14 Novembro 2013
Uma política pública muito bem desenhada se autodestrói. E o Brasil delineou uma política de combate à pobreza tão eficiente que está acabando com os pobres, afirma o subsecretário de Ações Estratégicas da Secretaria de Assuntos Estratégicos (SAE), Ricardo Paes de Barros. Os números impressionam. Em dez anos, o percentual de pobres na população brasileira caiu de 49% para 28%, enquanto o de ricos subiu de 13% para 19%. A classe média - uma camada que, nas contas da SAE, tem renda entre R$ 291 e R$ 1.019 per capita - absorveu controversos 40 milhões de pessoas, saltando de 38% para 53% da população.
A reportagem é de Flavia Lima, publicada no jornal Valor, 13-11-2013.
Há quem discuta o tamanho "real" desse grupo. Paes de Barros ressalta que 54% da população mundial tem renda per capita abaixo de R$ 291 e apenas 18% acima de R$ 1.019, o que torna as linhas de corte bastante razoáveis. E diz que a discussão mais relevante é outra. "O que importa mesmo é saber quem são esses caras, onde estão." Para o estudioso, esse é o novo desafio do governo, que vai ter que passar a olhar com mais cuidado para uma classe, cujas necessidades são outras. "O problema é que o Brasil aprendeu a chegar ao mais pobre do pobre, mas ninguém tem muita ideia de como fazer política para essa classe média." Para o pobre, diz ele, as condicionalidades do Bolsa Família funcionam. "Já na classe média baixa, vai ser preciso escutar o cara para saber o que ele quer."

────────────────────

■ Exercícios propostos:
A: Copie do texto sobre a classe média o trecho que vai desde "14 Novembro 2013" até "jornal Valor, 13-11-2013.", inclusive.
B: Segundo o texto sobre a classe média, de quanto para quanto caiu o percentual de pobres na população brasileira em dez anos?
Os dados abaixo provêm de uma fonte distinta.

■ Material de origem:
────────────────────

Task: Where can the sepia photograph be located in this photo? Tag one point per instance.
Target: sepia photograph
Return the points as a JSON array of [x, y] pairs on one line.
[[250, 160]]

────────────────────

■ Gabarito:
A:
14 Novembro 2013
Uma política pública muito bem desenhada se autodestrói. E o Brasil delineou uma política de combate à pobreza tão eficiente que está acabando com os pobres, afirma o subsecretário de Ações Estratégicas da Secretaria de Assuntos Estratégicos (SAE), Ricardo Paes de Barros. Os números impressionam. Em dez anos, o percentual de pobres na população brasileira caiu de 49% para 28%, enquanto o de ricos subiu de 13% para 19%. A classe média - uma camada que, nas contas da SAE, tem renda entre R$ 291 e R$ 1.019 per capita - absorveu controversos 40 milhões de pessoas, saltando de 38% para 53% da população.
A reportagem é de Flavia Lima, publicada no jornal Valor, 13-11-2013.

B: De 49% para 28%.